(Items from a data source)
========

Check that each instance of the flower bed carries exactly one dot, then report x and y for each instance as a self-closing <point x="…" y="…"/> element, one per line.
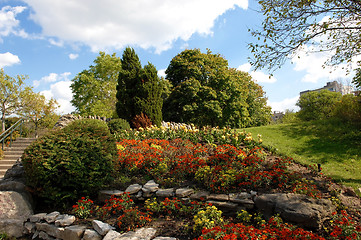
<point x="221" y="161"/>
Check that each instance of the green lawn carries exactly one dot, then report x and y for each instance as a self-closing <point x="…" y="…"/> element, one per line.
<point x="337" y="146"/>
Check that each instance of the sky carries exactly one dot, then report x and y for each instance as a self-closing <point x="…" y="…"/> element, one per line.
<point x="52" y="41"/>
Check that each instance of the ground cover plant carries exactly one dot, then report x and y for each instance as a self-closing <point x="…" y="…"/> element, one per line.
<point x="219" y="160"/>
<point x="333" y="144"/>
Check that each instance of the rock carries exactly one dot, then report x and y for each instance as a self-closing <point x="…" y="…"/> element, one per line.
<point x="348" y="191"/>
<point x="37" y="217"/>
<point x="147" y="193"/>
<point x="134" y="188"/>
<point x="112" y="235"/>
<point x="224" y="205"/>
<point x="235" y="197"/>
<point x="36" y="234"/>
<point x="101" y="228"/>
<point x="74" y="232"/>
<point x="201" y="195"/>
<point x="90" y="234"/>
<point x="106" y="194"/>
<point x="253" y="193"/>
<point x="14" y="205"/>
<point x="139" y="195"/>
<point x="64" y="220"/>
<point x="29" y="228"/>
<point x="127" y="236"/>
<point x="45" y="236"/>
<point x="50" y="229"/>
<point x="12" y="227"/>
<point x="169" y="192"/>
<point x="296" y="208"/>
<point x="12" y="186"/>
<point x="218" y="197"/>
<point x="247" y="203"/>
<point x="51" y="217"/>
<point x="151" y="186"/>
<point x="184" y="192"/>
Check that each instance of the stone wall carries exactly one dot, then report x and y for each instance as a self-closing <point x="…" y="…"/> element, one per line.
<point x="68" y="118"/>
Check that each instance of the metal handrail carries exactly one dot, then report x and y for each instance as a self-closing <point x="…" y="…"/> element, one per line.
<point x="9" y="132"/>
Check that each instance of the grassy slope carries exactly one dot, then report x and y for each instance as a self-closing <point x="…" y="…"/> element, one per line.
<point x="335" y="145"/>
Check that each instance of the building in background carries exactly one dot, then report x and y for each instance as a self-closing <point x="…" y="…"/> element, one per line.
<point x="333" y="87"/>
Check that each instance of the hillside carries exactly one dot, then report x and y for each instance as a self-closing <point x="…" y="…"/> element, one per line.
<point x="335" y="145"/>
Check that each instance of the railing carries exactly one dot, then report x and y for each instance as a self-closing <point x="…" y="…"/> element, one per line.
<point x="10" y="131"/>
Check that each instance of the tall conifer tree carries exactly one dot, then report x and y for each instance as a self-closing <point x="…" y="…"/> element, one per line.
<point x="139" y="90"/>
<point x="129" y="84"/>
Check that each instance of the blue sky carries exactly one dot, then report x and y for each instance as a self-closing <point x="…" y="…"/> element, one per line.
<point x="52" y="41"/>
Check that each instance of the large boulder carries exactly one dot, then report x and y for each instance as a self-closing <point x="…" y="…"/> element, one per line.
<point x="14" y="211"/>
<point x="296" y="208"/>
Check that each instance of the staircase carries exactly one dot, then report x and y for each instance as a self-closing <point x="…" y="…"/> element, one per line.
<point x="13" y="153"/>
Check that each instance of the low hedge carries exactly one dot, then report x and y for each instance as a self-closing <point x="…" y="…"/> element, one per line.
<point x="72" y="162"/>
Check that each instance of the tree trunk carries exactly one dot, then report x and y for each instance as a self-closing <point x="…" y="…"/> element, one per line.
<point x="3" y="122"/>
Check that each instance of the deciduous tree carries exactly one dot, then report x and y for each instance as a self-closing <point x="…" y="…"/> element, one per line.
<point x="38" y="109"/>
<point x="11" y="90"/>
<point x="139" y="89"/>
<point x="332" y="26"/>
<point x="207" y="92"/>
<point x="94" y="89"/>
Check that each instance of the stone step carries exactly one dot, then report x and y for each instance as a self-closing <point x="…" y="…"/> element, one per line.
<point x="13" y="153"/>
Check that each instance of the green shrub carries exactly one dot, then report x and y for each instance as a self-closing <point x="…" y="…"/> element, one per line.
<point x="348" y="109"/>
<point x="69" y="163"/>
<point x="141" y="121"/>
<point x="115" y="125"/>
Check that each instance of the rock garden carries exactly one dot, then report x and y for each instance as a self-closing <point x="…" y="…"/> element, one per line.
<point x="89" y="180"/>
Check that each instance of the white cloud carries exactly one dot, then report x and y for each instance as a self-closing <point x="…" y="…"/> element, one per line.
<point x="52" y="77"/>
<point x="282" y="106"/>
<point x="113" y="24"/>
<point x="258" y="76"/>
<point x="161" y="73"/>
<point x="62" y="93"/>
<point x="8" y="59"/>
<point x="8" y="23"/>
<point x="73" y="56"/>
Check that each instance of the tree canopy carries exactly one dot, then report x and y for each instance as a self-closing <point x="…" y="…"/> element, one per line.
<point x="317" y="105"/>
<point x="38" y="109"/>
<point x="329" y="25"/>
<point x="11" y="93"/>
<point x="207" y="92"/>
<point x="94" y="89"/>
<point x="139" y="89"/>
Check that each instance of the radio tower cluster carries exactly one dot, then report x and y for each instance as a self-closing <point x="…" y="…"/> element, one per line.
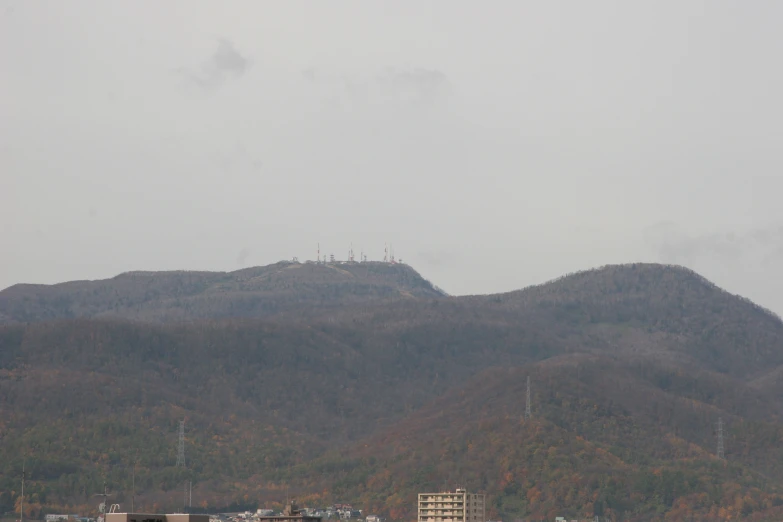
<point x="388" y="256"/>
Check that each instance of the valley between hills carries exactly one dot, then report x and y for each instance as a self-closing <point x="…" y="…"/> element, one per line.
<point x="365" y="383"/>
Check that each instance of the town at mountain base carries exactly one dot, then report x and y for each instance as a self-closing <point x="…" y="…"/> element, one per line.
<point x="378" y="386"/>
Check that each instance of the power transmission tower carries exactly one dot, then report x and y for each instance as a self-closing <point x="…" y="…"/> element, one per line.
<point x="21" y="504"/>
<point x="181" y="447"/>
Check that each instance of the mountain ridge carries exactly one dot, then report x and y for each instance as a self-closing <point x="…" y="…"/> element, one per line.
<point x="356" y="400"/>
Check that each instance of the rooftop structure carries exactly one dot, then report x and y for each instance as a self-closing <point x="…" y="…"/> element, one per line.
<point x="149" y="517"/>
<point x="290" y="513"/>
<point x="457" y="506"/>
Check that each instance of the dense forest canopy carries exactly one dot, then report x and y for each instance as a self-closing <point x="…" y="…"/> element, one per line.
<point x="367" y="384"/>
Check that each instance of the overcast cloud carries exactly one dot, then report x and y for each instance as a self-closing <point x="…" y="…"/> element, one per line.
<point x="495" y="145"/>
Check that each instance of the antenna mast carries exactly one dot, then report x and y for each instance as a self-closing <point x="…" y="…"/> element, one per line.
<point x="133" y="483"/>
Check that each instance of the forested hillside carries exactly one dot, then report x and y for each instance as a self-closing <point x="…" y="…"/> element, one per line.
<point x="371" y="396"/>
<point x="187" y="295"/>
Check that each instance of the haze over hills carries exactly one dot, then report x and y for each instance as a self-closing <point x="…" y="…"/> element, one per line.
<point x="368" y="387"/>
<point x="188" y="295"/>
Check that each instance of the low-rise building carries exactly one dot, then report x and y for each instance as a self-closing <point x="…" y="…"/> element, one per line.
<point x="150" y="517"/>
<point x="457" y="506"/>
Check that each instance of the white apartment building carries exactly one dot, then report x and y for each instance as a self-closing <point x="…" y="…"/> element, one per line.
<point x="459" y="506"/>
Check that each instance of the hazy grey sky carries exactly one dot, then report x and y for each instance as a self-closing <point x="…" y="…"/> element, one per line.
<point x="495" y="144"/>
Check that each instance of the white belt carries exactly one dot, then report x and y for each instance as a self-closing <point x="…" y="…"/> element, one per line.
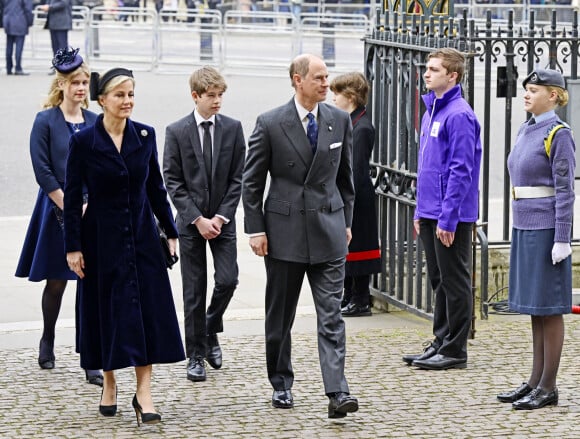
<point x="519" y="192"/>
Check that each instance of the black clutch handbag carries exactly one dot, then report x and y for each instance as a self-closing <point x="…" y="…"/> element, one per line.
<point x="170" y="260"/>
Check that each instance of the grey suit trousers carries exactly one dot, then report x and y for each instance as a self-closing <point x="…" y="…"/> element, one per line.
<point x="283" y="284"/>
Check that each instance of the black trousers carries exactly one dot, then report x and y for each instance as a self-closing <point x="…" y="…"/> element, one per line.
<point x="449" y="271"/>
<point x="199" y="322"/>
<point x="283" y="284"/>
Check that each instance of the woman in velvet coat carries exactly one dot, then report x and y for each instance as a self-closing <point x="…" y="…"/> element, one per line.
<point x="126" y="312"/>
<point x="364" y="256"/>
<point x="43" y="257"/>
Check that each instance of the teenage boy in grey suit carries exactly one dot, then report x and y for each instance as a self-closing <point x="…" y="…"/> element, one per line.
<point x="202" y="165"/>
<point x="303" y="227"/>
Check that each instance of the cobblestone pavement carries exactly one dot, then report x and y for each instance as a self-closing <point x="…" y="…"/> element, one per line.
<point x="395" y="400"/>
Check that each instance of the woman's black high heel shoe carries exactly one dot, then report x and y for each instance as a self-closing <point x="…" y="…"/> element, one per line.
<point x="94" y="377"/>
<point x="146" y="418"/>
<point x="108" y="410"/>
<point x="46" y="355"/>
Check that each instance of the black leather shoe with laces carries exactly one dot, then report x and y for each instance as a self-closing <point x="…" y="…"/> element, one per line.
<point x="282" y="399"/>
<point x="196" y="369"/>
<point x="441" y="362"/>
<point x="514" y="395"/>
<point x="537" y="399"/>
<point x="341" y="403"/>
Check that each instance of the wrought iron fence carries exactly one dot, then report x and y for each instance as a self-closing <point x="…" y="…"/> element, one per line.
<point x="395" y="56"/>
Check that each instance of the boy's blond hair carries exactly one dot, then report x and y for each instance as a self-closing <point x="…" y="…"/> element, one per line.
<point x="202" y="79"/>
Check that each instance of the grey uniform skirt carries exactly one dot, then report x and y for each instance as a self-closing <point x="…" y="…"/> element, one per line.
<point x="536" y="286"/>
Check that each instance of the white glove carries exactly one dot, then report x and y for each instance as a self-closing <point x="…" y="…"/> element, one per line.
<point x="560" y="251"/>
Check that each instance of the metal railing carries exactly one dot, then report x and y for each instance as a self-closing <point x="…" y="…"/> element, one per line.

========

> Challenge
Repeat, with no changes, each line from the one with "Check that each instance of the grey uniform" to the end of the listing, including both ends and nothing else.

> Worked answer
Check that each instance of the grey uniform skirt carries exactly one dot, then report x and y for each instance as a self-closing <point x="…" y="…"/> element, one per line.
<point x="536" y="286"/>
Check that each instance of the white glove carries exactly one dot, then report x and y for each instance as a self-closing <point x="…" y="…"/> element, one per line.
<point x="560" y="251"/>
Check that each instance of the metal railing carries exactly one dot, then report x and y for each instance as a self-closing <point x="…" y="…"/> element, one per line.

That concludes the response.